**Instructions for the task:** Give the entries below again, word for word, and leave out the images.

**Material for the task:**
Content starts

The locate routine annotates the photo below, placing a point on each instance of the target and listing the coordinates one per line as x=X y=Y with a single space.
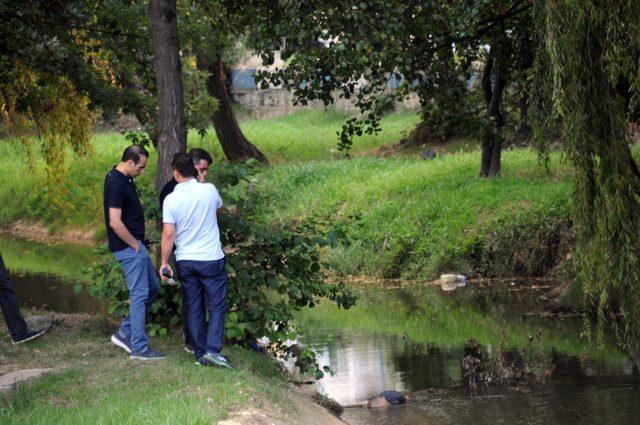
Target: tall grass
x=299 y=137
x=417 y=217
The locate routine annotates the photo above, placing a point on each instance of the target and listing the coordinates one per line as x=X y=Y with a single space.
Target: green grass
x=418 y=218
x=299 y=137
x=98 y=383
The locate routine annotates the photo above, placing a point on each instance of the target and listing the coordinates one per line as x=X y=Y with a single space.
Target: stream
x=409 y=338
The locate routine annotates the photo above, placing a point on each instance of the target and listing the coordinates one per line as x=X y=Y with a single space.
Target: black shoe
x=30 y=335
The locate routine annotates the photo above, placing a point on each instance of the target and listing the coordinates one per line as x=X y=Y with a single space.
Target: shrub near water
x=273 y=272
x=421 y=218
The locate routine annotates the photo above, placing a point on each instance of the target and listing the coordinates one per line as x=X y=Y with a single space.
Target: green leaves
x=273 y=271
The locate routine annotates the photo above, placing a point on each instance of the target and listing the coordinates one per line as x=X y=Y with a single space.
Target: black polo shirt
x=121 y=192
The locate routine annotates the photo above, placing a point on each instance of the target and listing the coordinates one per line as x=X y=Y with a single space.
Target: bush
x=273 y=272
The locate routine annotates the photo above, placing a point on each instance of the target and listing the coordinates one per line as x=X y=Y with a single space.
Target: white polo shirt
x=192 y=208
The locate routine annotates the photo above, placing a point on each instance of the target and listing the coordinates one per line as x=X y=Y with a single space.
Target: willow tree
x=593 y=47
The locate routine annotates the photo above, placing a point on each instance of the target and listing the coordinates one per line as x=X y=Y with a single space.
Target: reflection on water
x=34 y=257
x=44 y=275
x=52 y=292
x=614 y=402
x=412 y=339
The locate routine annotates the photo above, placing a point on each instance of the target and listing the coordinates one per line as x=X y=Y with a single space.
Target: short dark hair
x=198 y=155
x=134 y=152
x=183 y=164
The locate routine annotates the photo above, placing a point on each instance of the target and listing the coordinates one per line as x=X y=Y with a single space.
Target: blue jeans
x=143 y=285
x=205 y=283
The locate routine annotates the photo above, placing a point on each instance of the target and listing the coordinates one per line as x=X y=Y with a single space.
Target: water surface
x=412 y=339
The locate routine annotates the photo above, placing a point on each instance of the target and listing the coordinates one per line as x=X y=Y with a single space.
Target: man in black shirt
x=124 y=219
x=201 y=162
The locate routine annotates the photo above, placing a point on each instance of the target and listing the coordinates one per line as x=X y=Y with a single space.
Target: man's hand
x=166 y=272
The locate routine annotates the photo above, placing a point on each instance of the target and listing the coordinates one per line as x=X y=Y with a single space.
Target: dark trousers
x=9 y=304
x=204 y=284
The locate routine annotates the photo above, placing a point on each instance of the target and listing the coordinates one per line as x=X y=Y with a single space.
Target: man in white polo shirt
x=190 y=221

Content ends

**Exercise output:**
The locate routine annotates the photo below, placing a point on each instance of the target and listing the coordinates one per line as x=X y=Y with a single space.
Target: tall grass
x=299 y=137
x=417 y=217
The locate routine annotates the photo above, placing a point on each instance of the target and listing the coordinates one per line as x=X y=Y with a single space.
Target: green grass
x=418 y=218
x=299 y=137
x=98 y=383
The locate routine annotates the photo above, placing a point on each instance of the target and listing the coordinates one per line as x=X y=Y with a single space.
Target: stream
x=409 y=338
The locate routine annotates the photo above, placing a point on each instance of the target and listing the coordinates one per line as x=X y=Y with a single space.
Target: black shoe
x=30 y=335
The locate routine annotates the photo above, placing a point on each instance of the target and listing the coordinates one per line as x=X y=Y with a single space.
Target: shrub near water
x=273 y=272
x=421 y=218
The locate routine annotates the photo above, placing a point on each instance of the target and listing the coordinates one per line as x=X y=Y with a single space.
Target: green leaves
x=273 y=271
The locate routine annotates the photo above, placing a point on each instance of the target and listing the coordinates one per line as x=X y=Y with a single space.
Target: black polo shirt
x=121 y=192
The locate routine annotates the photo above, placing a point on each instance of the target and listing the coordinates one per line as x=X y=Y with a single space.
Target: bush
x=273 y=272
The locate routine annotates the photo above, placing a point on each instance of the target and listing the coordinates one per line as x=X y=Y with a single space.
Target: white polo shirt
x=192 y=208
The locate routine annotates the photo above, placing a point on each instance of the target and listing the coordinates one per line as x=X y=Y with a single space.
Target: willow tree
x=593 y=47
The locate routine annotates the photo above, placing a point on each instance of the target and listing the coordinates one per line as x=X y=Y with a single space.
Target: reflection on water
x=34 y=257
x=44 y=275
x=52 y=292
x=614 y=402
x=412 y=339
The locate routine annotates the photo above, placing a point on each instance of the target and listing the coordinates one per line as x=X y=Y with a single space.
Target: short dark hair
x=198 y=155
x=134 y=152
x=183 y=164
The locate routine annotates the photo above, placing a point on each instance of the target and listing the coordinates one per line as x=X y=Y with a single space.
Target: blue jeans
x=143 y=285
x=205 y=283
The locate routine annotates the photo above, placing a point on each instance of the target and listing the coordinates one per line as x=X y=Y with a single space.
Target: water surface
x=412 y=339
The locate routine annotates the photo above, placing a point on each instance of the target and listing the coordinates one per line as x=X y=Y with a single space.
Target: man in black shirt
x=124 y=219
x=201 y=162
The locate routine annotates the photo above, placing a point on each instance of the target and listing the coordinates one per line as x=X y=Y with a single space.
Target: man's hand
x=166 y=272
The locate routine annotates the photo above, placing a point on each instance of the target and listing the coordinates one per line as x=X y=Y with a single space.
Target: dark trousers
x=9 y=304
x=204 y=284
The locate routine annotates the photo above, placing a point on each instance of the target and listing the coordinates one per line as x=X y=Y with a single space.
Target: man in white polo shirt
x=190 y=221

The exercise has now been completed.